### EXCERPT PROVIDED
Patients taking opioids for chronic pain are at risk of hormone deficiencies. Male hypogonadism is a recognized adverse effect of opioid use, and higher rates of adrenal insufficiency have recently been reported.
To compare pituitary function, rates of deficiency of pituitary hormones, sexual function and quality of life in patients on oral or transdermal opioids compared to age and sex-matched controls.
Opioid therapy is commonly used for severe chronic pain. Adrenal insufficiency and hypogonadism impair health and quality of life, therefore prevalence data are required to determine potential risk of hormone deficiency among opioid users.
Participants with chronic non-malignant pain receiving oral or transdermal opioids for more than six months and matched controls provided morning (before 0900h) blood samples and completed validated questionnaires for general health, sexual function, fatigue and quality of life. Participants with morning serum cortisol levels <250 nmol/L underwent 250 mg short Synacthen test (SST) and overnight metyrapone test (OMT).
Forty patients treated with opioids (M:25, F:15) and 25 age matched controls (M:14, F:11) were studied. There was no difference in mean morning cortisol in the overall group or testosterone among the men, between opioid users and controls. However opioid users had a significantly higher rate of adrenal insufficiency defined by morning cortisol <250 nmol/L AND failing either the SST or OMT 9/40 vs 0/25 P=0.01. Serum DHEA-sulfate was also significantly lower in the opioid group versus controls (P<0.01).The proportion of male patients with serum testosterone <8 nmol/L was not significantly different between opioid users (11/24) and controls (2/14) P=0.08. Opioid treated patients scored significantly lower on all questionnaires.
######
### RECORDED INFORMATION
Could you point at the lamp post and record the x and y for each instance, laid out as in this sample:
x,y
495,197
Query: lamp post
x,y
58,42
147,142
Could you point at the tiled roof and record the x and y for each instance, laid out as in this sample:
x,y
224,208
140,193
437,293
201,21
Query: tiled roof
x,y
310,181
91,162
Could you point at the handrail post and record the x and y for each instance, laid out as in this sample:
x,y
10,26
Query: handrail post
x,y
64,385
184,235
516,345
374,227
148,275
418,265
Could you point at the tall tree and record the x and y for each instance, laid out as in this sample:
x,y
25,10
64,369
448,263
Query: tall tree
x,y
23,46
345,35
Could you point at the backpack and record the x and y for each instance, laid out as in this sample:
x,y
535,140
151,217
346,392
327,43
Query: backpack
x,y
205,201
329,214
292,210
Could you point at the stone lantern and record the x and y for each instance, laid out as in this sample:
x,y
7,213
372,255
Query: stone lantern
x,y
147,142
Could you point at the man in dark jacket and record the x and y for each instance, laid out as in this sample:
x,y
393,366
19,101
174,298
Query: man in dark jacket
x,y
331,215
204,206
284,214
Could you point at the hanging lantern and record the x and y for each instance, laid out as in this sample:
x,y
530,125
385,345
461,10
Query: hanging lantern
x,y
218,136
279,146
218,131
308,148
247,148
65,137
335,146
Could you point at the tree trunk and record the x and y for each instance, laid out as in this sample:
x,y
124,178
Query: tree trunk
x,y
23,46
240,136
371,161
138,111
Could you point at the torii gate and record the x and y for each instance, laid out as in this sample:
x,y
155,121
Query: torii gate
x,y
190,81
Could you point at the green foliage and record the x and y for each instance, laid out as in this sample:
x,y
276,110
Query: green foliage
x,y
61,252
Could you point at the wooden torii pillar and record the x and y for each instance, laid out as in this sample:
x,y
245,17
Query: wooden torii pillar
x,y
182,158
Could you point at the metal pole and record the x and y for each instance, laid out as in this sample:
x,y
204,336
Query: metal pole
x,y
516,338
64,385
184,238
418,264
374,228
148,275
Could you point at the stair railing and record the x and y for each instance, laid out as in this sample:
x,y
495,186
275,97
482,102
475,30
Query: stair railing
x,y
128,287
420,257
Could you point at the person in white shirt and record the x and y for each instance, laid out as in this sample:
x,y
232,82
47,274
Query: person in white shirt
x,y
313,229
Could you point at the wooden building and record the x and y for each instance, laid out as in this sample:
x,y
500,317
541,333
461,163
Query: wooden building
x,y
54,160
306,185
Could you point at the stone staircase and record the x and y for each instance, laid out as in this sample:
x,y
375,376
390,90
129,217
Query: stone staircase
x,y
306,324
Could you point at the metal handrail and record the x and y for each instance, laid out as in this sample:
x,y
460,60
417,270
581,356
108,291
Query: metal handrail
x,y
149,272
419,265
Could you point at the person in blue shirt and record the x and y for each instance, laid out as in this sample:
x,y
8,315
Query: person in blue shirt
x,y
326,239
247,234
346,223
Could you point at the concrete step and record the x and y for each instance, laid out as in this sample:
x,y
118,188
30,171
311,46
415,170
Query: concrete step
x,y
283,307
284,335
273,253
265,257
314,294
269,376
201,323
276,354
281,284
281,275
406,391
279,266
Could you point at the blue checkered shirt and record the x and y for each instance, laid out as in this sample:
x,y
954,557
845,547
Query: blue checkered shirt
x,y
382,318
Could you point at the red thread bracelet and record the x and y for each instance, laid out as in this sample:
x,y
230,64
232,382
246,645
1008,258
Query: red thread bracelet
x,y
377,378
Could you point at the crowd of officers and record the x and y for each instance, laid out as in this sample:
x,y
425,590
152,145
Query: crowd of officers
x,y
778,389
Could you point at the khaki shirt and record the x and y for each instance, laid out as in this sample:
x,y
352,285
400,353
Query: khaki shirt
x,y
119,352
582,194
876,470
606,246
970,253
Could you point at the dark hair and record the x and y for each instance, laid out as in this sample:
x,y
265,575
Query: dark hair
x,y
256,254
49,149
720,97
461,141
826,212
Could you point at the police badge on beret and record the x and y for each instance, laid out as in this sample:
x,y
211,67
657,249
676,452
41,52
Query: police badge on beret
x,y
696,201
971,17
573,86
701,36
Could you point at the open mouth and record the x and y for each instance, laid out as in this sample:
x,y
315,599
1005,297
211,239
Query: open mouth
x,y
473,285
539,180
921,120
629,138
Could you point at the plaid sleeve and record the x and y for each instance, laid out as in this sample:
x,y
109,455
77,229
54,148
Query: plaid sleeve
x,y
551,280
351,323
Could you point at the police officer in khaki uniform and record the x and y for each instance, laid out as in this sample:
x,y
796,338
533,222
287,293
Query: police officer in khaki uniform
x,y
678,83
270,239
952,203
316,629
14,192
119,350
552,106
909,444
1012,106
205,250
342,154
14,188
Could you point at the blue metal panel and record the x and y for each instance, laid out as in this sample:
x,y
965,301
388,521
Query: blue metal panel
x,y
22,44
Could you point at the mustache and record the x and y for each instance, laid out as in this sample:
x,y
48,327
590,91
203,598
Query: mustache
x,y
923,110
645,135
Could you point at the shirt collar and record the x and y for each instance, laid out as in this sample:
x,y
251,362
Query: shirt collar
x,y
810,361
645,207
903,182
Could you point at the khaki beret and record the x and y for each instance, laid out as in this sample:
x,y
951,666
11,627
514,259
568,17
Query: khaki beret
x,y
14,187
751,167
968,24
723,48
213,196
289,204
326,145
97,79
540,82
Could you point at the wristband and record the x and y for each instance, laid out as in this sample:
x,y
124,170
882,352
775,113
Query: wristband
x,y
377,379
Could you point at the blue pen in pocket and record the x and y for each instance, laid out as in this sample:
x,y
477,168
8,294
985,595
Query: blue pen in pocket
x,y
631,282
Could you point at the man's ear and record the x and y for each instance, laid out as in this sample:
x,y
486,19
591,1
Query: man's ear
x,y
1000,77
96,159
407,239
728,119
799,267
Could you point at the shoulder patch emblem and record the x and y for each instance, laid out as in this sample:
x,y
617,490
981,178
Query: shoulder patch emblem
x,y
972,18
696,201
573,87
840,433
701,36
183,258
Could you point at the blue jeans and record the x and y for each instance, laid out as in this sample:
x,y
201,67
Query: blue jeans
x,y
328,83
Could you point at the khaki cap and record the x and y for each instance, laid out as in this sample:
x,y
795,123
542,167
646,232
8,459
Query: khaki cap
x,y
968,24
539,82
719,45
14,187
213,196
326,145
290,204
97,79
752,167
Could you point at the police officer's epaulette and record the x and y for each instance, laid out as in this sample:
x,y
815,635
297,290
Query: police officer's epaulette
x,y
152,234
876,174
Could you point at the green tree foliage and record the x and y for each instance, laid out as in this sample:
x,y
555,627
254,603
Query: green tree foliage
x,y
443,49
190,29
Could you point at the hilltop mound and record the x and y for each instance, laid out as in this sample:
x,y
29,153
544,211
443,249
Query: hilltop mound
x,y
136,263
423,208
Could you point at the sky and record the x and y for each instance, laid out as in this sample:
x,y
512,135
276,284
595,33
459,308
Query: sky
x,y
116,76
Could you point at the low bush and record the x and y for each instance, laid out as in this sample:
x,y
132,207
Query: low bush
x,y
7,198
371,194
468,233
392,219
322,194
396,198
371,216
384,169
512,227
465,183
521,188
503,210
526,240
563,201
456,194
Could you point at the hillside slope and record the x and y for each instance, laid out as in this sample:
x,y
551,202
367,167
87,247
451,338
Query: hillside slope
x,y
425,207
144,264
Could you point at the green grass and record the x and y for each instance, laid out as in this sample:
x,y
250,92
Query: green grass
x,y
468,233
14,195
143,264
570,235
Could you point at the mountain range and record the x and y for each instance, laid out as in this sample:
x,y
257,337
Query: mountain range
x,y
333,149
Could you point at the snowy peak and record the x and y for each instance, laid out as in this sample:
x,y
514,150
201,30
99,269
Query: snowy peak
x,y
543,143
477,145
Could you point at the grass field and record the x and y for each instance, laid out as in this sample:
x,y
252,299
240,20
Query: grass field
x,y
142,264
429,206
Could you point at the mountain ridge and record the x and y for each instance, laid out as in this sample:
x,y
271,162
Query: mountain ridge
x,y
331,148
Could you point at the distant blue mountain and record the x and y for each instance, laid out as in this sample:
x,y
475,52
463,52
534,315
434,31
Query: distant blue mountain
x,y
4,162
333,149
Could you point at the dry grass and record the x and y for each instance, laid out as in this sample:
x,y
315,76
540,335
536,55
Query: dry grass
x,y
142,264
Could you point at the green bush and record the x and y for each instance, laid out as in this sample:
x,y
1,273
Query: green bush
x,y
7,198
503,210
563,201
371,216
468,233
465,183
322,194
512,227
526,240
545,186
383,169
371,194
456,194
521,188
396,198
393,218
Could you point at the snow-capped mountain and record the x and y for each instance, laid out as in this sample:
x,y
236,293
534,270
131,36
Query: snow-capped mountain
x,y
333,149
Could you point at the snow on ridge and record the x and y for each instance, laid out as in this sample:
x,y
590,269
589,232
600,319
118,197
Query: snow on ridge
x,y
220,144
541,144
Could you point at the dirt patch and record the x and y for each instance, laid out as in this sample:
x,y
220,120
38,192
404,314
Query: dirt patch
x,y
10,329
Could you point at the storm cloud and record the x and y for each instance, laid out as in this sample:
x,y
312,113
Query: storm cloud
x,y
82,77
######
> ACTIVITY: Return the passage above on hormone deficiency in patients taking opioids, reproduced word for word in its entirety.

> SOLUTION:
Patients taking opioids for chronic pain are at risk of hormone deficiencies. Male hypogonadism is a recognized adverse effect of opioid use, and higher rates of adrenal insufficiency have recently been reported.
To compare pituitary function, rates of deficiency of pituitary hormones, sexual function and quality of life in patients on oral or transdermal opioids compared to age and sex-matched controls.
Opioid therapy is commonly used for severe chronic pain. Adrenal insufficiency and hypogonadism impair health and quality of life, therefore prevalence data are required to determine potential risk of hormone deficiency among opioid users.
Participants with chronic non-malignant pain receiving oral or transdermal opioids for more than six months and matched controls provided morning (before 0900h) blood samples and completed validated questionnaires for general health, sexual function, fatigue and quality of life. Participants with morning serum cortisol levels <250 nmol/L underwent 250 mg short Synacthen test (SST) and overnight metyrapone test (OMT).
Forty patients treated with opioids (M:25, F:15) and 25 age matched controls (M:14, F:11) were studied. There was no difference in mean morning cortisol in the overall group or testosterone among the men, between opioid users and controls. However opioid users had a significantly higher rate of adrenal insufficiency defined by morning cortisol <250 nmol/L AND failing either the SST or OMT 9/40 vs 0/25 P=0.01. Serum DHEA-sulfate was also significantly lower in the opioid group versus controls (P<0.01).The proportion of male patients with serum testosterone <8 nmol/L was not significantly different between opioid users (11/24) and controls (2/14) P=0.08. Opioid treated patients scored significantly lower on all questionnaires.